#### Extract provided:
⟨

I work at the Mayo Clinic in Scottsdale, Arizona. Mayo Clinic has been around since the early 1900s starting in the small town of Rochester, Minnesota but has grown to be the largest medical clinic in the US. It built a reputation as a place to go when no one else can figure out what is wrong with your health; the last resort.
As a general internist, I am often assigned to evaluate patients for whom no one else has figured out what is wrong; often times they have chronic pain and fatigue. Conventional Medicine focuses on physical disease which is defined by measurements, blood work, x-rays, examinations, etc. The results of testing give us the name of the disease which we then treat. Many people feel bad but all their tests are normal, which means by definition they do not have a “physical” illness. The only other possibility then is they have a “mental” illness, depression, anxiety, stress, etc., and since there are no abnormal tests to fix, these patients are treated as though their illnesses are not real. I realized early in my career that conventional medicine doesn’t have all the answers, so I received extra training in “Integrative Medicine” which is loosely defined as using the best of both conventional and unconventional medicine to help the patient. My practice now is to see patients who, even after a Mayo Clinic evaluation, still do not have a defined disease. I am the last resort at the last resort.
Most of the patients I see have had every test in the book; many of them have had tests repeated over and over even though the results are normal. My diagnostic and therapeutic tool is listening. It is the one “test” they have not had during all their evaluations. I ask them about their present health issues but also about what their lives are like with the disease. My appointments are two hours long which may seem extraordinary but often times is barely enough to let patients tell their stories from beginning to end. Rarely do I find a patient with chronic pain or fatigue who does not have a story that goes back even into childhood of physical and sexual abuse, neglect, fear, abandonment etc. At least half of the women that I see in my practice were sexually abused as children and at least a quarter of them have never told anyone before, and virtually none have ever been asked by their doctor about it. Daniel Seigel M.D., advocate of “interpersonal neurobiology” calls this “feeling felt.” The patient needs to feel that someone else truly understands what they are experiencing, and once that happens they begin to heal.
There is not a bright line that separates our physical, mental, emotional, and spiritual health. For chronic health problems, each area is important to help a person become well. There are no blood tests that give the answer, only talking and listening.
Dr. Larry Bergstrom is a general internist who practices integrative medicine at the Mayo Clinic in Scottsdale, Arizona.

⟩

#### Record set:
⟨

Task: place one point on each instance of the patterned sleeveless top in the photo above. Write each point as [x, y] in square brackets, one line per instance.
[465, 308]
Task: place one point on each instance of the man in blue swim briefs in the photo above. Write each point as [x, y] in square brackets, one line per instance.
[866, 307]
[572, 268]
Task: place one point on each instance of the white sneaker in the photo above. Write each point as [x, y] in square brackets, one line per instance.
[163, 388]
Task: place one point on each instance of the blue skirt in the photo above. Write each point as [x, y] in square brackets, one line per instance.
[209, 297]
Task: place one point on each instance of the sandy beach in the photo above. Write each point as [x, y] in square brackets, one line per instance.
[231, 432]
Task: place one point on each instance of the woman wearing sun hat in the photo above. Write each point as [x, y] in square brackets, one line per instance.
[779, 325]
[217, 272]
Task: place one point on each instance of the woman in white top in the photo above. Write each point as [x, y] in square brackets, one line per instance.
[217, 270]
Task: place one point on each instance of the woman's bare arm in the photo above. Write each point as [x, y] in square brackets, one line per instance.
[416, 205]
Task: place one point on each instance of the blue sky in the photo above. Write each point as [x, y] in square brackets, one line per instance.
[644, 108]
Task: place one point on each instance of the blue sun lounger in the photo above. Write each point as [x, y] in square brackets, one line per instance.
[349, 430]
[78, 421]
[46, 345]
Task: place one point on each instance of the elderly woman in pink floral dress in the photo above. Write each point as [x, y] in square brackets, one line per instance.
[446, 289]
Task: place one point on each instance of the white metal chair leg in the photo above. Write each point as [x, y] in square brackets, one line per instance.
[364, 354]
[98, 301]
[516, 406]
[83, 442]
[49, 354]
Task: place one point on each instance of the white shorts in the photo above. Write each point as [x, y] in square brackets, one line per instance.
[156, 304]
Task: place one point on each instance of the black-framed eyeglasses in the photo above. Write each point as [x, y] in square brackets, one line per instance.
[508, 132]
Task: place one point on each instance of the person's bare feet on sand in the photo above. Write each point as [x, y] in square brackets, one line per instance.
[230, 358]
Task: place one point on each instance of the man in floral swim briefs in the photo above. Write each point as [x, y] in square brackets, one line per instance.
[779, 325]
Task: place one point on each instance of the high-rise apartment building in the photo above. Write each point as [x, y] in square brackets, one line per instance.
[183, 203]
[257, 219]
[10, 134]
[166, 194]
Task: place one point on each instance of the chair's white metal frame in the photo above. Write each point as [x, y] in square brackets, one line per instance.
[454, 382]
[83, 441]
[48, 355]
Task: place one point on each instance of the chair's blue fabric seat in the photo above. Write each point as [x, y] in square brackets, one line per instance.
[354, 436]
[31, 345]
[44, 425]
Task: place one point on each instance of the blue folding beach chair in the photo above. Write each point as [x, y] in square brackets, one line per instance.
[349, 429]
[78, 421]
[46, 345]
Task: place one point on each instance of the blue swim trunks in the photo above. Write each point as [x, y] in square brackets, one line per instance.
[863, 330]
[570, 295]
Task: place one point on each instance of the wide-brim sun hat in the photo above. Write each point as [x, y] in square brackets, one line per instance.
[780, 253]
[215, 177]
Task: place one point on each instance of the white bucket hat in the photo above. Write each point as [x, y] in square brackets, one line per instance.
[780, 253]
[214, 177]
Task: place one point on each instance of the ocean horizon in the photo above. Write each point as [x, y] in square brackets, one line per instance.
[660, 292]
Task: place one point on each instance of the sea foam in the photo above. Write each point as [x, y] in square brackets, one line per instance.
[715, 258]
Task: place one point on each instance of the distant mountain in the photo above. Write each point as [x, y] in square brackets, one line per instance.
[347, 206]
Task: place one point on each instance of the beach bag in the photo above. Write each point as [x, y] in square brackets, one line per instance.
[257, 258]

⟩

#### Task set:
[A] Reproduce word for word the stretch of the essay on listening to patients from "There is not" through "talking and listening.".
[B] Summarize the essay on listening to patients in two sentences.

#### Answers for the tasks:
[A]
There is not a bright line that separates our physical, mental, emotional, and spiritual health. For chronic health problems, each area is important to help a person become well. There are no blood tests that give the answer, only talking and listening.

[B] A general internist at the Mayo Clinic in Scottsdale, Arizona, who trained in integrative medicine, sees patients with chronic pain or fatigue whose tests are normal and who still lack a defined disease after a Mayo Clinic evaluation. Using listening as the main tool in two-hour appointments, the internist finds that nearly all such patients have stories of abuse, neglect, fear or abandonment, and holds that they begin to heal once they feel truly understood, since no bright line separates physical, mental, emotional and spiritual health.